◆ Provided records ◆
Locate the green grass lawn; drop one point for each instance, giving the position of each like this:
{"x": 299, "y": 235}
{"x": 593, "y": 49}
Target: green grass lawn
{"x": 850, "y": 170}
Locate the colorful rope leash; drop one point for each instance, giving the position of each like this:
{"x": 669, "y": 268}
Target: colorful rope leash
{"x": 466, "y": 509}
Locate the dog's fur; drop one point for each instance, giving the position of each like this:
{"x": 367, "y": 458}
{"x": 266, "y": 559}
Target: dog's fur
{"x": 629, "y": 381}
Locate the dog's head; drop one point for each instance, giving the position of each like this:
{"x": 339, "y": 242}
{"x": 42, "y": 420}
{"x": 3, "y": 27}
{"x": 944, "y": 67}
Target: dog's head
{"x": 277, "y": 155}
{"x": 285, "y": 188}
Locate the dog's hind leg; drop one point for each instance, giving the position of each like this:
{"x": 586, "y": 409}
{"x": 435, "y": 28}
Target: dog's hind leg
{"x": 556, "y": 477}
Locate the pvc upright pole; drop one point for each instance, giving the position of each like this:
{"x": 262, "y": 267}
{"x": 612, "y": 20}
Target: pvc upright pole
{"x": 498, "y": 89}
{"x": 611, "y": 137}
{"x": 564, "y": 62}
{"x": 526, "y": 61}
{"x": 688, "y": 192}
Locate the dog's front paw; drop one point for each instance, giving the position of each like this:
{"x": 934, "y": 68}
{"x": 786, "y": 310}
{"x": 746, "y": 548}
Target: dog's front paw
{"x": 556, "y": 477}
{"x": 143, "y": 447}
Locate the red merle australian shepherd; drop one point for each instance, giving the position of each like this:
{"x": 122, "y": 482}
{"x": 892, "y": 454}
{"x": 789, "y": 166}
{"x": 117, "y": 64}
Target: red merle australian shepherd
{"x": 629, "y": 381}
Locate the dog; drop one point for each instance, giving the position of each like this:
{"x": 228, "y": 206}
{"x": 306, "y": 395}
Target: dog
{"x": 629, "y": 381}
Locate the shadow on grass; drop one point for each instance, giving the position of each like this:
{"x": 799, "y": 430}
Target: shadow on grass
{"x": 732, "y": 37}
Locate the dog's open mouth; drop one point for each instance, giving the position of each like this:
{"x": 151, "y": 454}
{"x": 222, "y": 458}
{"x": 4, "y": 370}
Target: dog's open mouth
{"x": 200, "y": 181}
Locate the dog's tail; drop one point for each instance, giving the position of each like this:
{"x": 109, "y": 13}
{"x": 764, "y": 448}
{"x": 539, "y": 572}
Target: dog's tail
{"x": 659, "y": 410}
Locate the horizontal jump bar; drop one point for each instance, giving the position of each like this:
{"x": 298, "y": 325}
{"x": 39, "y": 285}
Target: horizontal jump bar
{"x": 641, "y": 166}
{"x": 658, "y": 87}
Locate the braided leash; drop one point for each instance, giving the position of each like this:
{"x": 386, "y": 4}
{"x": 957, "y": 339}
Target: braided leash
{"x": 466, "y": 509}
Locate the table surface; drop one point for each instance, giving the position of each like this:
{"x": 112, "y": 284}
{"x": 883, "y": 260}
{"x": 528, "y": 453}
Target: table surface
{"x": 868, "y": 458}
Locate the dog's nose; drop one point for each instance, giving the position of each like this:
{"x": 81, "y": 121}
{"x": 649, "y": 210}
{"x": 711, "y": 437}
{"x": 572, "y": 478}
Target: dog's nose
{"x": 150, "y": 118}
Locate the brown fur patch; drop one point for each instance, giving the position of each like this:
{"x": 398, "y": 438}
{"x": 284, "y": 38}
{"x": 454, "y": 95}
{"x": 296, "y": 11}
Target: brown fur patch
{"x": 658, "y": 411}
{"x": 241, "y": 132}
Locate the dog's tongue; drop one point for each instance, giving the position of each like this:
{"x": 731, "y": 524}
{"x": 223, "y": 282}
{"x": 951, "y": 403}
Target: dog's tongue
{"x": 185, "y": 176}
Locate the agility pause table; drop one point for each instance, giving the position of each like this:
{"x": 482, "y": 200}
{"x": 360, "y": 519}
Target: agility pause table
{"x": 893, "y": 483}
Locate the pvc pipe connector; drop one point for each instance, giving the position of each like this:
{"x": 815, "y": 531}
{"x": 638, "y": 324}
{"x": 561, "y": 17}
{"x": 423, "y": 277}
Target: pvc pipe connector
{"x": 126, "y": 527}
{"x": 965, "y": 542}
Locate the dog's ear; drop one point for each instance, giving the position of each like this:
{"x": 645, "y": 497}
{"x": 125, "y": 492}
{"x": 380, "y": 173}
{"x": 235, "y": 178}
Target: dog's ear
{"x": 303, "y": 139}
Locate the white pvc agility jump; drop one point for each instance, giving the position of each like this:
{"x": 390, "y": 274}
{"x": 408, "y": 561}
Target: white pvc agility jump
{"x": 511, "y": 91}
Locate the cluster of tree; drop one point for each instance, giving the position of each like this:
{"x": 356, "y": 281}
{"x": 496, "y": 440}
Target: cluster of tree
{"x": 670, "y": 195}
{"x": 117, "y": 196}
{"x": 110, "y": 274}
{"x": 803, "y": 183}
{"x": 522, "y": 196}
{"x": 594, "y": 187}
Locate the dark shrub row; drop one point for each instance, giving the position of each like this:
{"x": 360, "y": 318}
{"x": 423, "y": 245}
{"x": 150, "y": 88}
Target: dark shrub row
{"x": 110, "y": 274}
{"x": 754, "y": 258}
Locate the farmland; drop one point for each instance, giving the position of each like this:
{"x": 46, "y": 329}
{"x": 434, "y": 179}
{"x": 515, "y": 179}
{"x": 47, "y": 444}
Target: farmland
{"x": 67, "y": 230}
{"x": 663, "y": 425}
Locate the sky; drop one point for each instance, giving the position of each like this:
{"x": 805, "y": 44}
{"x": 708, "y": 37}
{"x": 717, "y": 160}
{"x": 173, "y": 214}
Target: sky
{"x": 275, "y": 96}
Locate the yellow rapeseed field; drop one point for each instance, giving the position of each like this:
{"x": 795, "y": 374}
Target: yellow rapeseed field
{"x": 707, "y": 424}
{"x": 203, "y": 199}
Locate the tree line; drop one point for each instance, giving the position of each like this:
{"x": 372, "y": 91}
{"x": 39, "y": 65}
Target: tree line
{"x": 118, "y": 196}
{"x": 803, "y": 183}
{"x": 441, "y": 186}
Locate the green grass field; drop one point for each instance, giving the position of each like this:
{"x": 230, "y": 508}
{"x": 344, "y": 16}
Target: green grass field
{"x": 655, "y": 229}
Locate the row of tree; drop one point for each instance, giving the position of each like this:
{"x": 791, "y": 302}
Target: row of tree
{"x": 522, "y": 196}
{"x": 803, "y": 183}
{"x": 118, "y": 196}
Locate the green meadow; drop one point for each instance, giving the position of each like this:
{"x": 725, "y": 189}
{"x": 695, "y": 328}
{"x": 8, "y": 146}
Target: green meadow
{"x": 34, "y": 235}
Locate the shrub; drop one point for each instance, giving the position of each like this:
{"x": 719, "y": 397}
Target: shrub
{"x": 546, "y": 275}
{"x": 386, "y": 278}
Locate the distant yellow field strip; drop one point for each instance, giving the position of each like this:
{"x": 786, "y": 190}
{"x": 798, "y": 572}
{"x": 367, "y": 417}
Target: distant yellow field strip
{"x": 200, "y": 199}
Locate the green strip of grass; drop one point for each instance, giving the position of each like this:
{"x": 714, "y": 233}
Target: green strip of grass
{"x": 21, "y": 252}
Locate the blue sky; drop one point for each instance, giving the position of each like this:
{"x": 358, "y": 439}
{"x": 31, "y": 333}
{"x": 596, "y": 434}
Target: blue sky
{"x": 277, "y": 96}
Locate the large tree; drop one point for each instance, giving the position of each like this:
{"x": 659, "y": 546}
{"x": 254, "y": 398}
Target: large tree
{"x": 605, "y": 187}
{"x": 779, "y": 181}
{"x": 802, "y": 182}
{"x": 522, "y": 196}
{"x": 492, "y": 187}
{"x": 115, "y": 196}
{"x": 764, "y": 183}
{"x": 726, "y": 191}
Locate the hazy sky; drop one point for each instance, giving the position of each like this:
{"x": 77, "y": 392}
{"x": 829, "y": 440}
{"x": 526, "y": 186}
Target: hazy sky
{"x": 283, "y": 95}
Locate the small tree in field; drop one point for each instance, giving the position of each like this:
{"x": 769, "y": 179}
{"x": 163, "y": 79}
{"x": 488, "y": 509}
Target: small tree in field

◆ Task instructions ◆
Format the part of the records that opens with the line containing "Locate the green meadow;" and runs through the end of the records as a JSON list of strings, one string per line, with blank lines omitted and both ends included.

◆ Correct response ◆
[
  "Locate the green meadow; drop one point for each instance, giving the position of each like this:",
  "{\"x\": 725, \"y\": 189}",
  "{\"x\": 695, \"y\": 328}",
  "{\"x\": 8, \"y\": 146}",
  "Target: green meadow",
  "{\"x\": 34, \"y\": 235}",
  "Locate the shrub; drop one point for each instance, giving the position of each like this:",
  "{\"x\": 719, \"y\": 397}",
  "Target: shrub",
  "{\"x\": 546, \"y\": 275}",
  "{\"x\": 386, \"y\": 278}",
  "Locate the distant yellow field strip; drop one point for each instance, giving the position of each like this:",
  "{\"x\": 786, \"y\": 190}",
  "{\"x\": 798, \"y\": 572}",
  "{\"x\": 367, \"y\": 417}",
  "Target: distant yellow field strip",
  "{\"x\": 200, \"y\": 199}",
  "Locate the green strip of grass; drop one point for each instance, giving the position of each like this:",
  "{\"x\": 714, \"y\": 233}",
  "Target: green strip of grass",
  "{\"x\": 21, \"y\": 252}",
  "Locate the blue sky; drop one point for each instance, giving the position of each like this:",
  "{\"x\": 358, \"y\": 439}",
  "{\"x\": 31, \"y\": 333}",
  "{\"x\": 596, \"y\": 434}",
  "Target: blue sky",
  "{\"x\": 277, \"y\": 96}",
  "Locate the large tree; drop one point for each instance, giving the position of each like this:",
  "{\"x\": 659, \"y\": 546}",
  "{\"x\": 254, \"y\": 398}",
  "Target: large tree",
  "{\"x\": 605, \"y\": 187}",
  "{\"x\": 779, \"y\": 181}",
  "{\"x\": 802, \"y\": 182}",
  "{\"x\": 522, \"y\": 196}",
  "{\"x\": 492, \"y\": 187}",
  "{\"x\": 115, \"y\": 196}",
  "{\"x\": 764, \"y\": 183}",
  "{\"x\": 726, \"y\": 191}",
  "Locate the hazy sky; drop one point for each instance, giving the position of each like this:",
  "{\"x\": 77, \"y\": 392}",
  "{\"x\": 829, \"y\": 440}",
  "{\"x\": 526, \"y\": 186}",
  "Target: hazy sky",
  "{\"x\": 283, \"y\": 95}",
  "Locate the small tree in field; drop one point for each instance, giving the position of each like this:",
  "{\"x\": 769, \"y\": 179}",
  "{\"x\": 163, \"y\": 79}",
  "{\"x\": 488, \"y\": 509}",
  "Target: small tree in field"
]